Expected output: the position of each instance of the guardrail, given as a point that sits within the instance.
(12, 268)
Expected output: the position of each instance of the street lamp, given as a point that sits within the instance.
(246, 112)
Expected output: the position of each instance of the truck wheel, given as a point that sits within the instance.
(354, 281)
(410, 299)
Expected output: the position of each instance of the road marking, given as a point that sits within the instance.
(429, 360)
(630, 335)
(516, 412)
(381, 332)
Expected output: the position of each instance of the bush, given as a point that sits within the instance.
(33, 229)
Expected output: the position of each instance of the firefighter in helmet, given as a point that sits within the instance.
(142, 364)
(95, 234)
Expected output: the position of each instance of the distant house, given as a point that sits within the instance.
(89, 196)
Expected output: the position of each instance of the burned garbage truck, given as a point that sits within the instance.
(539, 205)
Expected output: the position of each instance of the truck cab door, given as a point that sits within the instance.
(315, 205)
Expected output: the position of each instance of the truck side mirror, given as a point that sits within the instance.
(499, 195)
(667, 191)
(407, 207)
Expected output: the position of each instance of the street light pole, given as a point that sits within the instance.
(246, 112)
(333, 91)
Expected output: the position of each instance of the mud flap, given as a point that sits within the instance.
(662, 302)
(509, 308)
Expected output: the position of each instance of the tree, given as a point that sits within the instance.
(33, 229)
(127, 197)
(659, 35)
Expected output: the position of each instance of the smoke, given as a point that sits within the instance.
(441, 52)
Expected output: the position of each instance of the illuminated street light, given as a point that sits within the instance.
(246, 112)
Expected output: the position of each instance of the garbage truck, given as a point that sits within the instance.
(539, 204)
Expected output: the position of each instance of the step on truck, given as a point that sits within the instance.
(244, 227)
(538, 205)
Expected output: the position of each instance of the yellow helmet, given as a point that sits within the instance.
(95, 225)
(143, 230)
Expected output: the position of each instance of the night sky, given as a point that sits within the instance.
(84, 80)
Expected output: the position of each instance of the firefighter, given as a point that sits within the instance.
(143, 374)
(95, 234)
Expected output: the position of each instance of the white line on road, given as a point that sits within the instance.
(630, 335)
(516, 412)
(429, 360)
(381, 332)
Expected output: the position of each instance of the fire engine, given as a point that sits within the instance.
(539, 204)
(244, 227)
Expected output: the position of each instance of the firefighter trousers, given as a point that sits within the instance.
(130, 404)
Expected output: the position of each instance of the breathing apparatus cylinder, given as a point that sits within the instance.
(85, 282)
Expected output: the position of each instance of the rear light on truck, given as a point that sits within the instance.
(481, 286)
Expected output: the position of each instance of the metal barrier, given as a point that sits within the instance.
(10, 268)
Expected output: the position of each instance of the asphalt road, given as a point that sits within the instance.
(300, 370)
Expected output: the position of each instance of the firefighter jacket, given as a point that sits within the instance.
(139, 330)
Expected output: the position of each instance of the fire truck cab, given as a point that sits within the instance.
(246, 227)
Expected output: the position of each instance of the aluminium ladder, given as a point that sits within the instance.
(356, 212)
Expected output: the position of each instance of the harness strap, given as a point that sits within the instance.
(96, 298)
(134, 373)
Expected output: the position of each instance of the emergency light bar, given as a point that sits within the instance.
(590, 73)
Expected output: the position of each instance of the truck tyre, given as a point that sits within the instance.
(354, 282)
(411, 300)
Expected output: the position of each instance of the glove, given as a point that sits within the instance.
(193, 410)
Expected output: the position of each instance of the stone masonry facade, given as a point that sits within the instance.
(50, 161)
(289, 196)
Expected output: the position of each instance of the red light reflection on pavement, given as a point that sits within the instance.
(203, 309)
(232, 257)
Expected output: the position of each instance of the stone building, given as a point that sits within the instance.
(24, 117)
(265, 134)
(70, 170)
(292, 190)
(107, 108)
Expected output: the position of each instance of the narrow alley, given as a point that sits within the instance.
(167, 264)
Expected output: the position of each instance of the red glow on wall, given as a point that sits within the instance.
# # #
■ What you are asked to do: Return each entry from the material above exactly as it appears.

■ Finished answer:
Expected output: the position of each instance of the guardrail, given as a point that sits within the instance.
(12, 268)
Expected output: the position of each instance of the street lamp, given as a point that sits within the instance.
(246, 112)
Expected output: the position of each instance of the truck wheel, given as a point that sits within the instance.
(354, 281)
(410, 299)
Expected output: the position of each instance of the road marking, given as a point that sits within the instance.
(429, 360)
(630, 335)
(516, 412)
(381, 332)
Expected output: the position of each instance of the bush, given as a point that sits within the instance.
(33, 229)
Expected output: the position of each instance of the firefighter in helmet, given as a point that sits within the instance.
(142, 364)
(95, 234)
Expected output: the position of each instance of the distant house, given as a point that sits within the instance.
(89, 196)
Expected output: the position of each instance of the burned garbage truck, given as a point that sits within the instance.
(539, 205)
Expected output: the position of each instance of the truck cab door, given as a point that sits within the instance.
(315, 205)
Expected output: the position of each instance of the truck side mirror, given as a point that sits within the instance.
(499, 195)
(667, 191)
(407, 207)
Expected output: the position of each instance of the street light pole, given as a point that sits within the instance.
(246, 112)
(333, 91)
Expected output: the position of each instance of the mud flap, given as a point that sits within the instance.
(662, 302)
(509, 308)
Expected output: the position of each instance of the tree, given as a point that sits within the instance.
(33, 229)
(127, 197)
(659, 35)
Expected output: the position of each instance of the smoke, given as a point that sits within the instance.
(441, 52)
Expected output: the position of each instance of the illuminated street light, given as a point that sits within the instance.
(246, 112)
Expected output: the position of each instance of the garbage truck, given as a point that sits within the instance.
(539, 204)
Expected output: the position of each instance of the step on truck, given as a point that sits within the instance.
(244, 227)
(538, 205)
Expected output: the position of each instance of the yellow helmet, given as a point that sits within the instance.
(95, 225)
(143, 230)
Expected output: the position of each instance of the night sky, given as a point that sits within the instance.
(84, 80)
Expected output: the position of each instance of the firefighter, given as a point that sits within the instance.
(143, 374)
(95, 234)
Expected output: the position of each instance of the white line on road, given as a point that sits within the instance.
(630, 335)
(516, 412)
(429, 360)
(381, 332)
Expected output: the position of each instance of the fire engine, given as a point that sits within the instance.
(539, 204)
(244, 227)
Expected output: the position of each instance of the firefighter trousers, given as a point that sits within the instance.
(130, 404)
Expected output: the position of each instance of the breathing apparatus cylinder, given as a point that sits within the instance.
(85, 282)
Expected output: the position of each instance of the rear light on truck, given as a point that sits within the instance.
(481, 286)
Expected output: the position of each instance of the metal barrier, given as a point that sits within the instance.
(10, 268)
Expected output: the position of each instance of the asphalt road, given as a point that sits within the instance.
(300, 370)
Expected output: the position of each instance of the firefighter jacket, given as a point that sits within the instance.
(139, 330)
Expected output: the position of each instance of the fire truck cab, given as a point that sits within the instance.
(246, 227)
Expected output: the position of each instance of the aluminium ladder, given as a point that sits within the instance.
(356, 212)
Expected output: the position of each instance of the harness strap, given as a point that sits within the instance.
(96, 298)
(134, 373)
Expected output: the position of each instance of the emergency light bar, given as a point that sits within the instance.
(590, 73)
Expected output: the position of each instance of the truck tyre, given as a point that sits within the instance.
(354, 282)
(411, 300)
Expected output: the position of each instance of the glove, given as a point that sits within the instance.
(193, 410)
Expected output: the position of each instance of the stone masonry facade, given as a point that sits within the instance.
(50, 161)
(289, 196)
Expected output: the position of each instance of the red light reflection on pavement, given as a point that sits within the instance.
(203, 309)
(232, 257)
Expected output: the position of each instance of the stone building, given as a point that sits within the instance.
(24, 117)
(265, 134)
(70, 170)
(292, 190)
(107, 108)
Expected output: the position of each instance of the narrow alley, given as a point that sits within the instance.
(167, 264)
Expected output: the position of each instance of the red glow on wall, given as a point that sits within the instance.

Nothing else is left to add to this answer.